**Consegna**
Restituisci tutte le righe dei record in cui compare la parola "ridge", copiandole senza modifiche.
### Dati
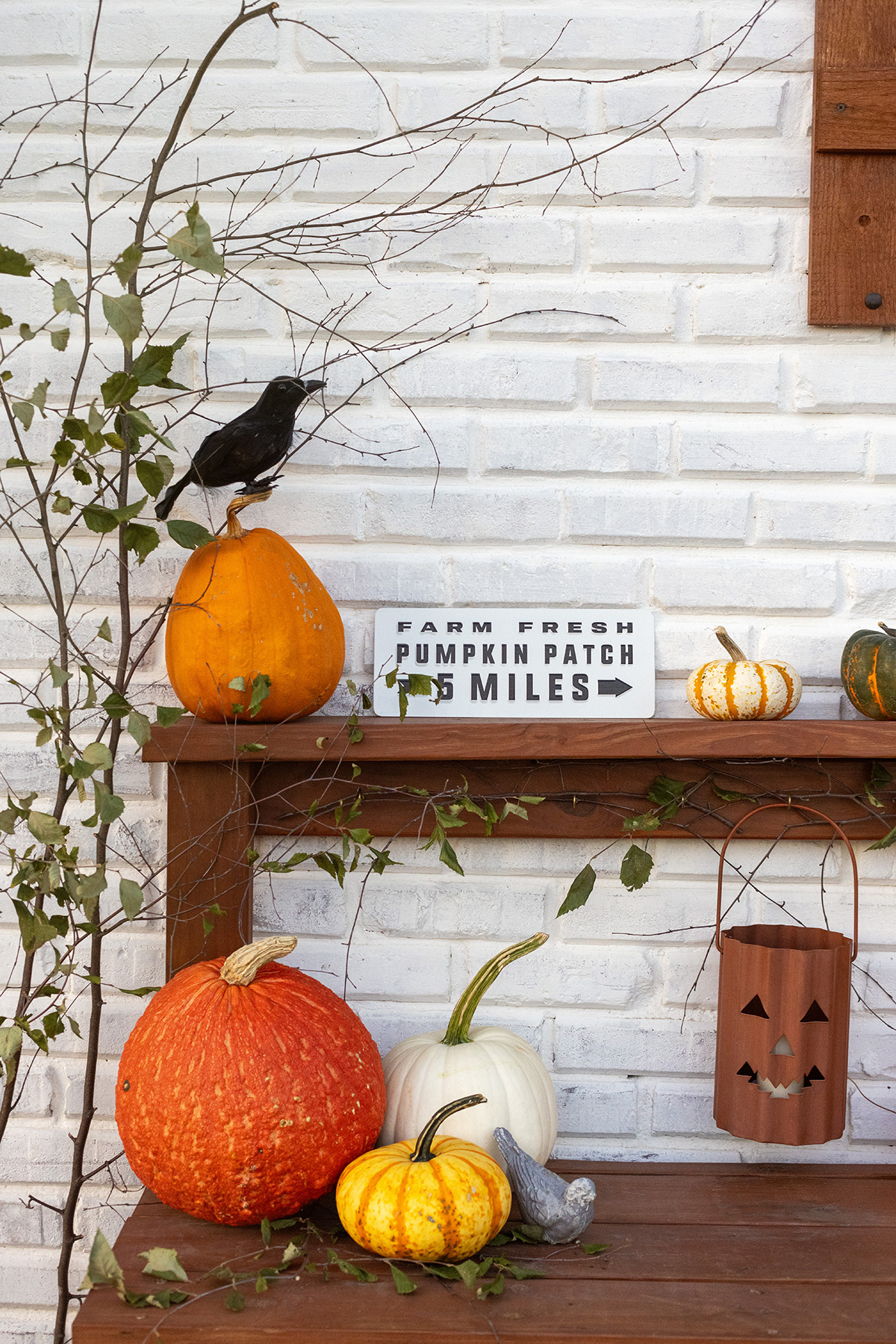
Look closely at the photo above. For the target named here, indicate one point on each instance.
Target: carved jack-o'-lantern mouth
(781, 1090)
######
### Dati
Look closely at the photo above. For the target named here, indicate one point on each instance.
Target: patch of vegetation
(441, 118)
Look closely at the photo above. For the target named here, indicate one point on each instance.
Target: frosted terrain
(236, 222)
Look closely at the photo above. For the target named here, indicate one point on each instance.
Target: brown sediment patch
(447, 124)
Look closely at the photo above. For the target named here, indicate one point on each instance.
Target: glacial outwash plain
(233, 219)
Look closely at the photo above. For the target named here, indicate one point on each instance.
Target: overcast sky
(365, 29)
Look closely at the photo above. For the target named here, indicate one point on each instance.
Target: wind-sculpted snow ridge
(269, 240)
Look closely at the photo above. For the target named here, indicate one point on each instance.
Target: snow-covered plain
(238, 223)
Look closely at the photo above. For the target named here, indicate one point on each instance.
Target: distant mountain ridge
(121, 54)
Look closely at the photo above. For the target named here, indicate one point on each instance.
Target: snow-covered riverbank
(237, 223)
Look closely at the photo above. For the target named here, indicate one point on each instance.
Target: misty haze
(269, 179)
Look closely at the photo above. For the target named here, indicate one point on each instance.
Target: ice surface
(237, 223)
######
**Risultato**
Target: wind-sculpted snow ridge
Target: distant mountain ridge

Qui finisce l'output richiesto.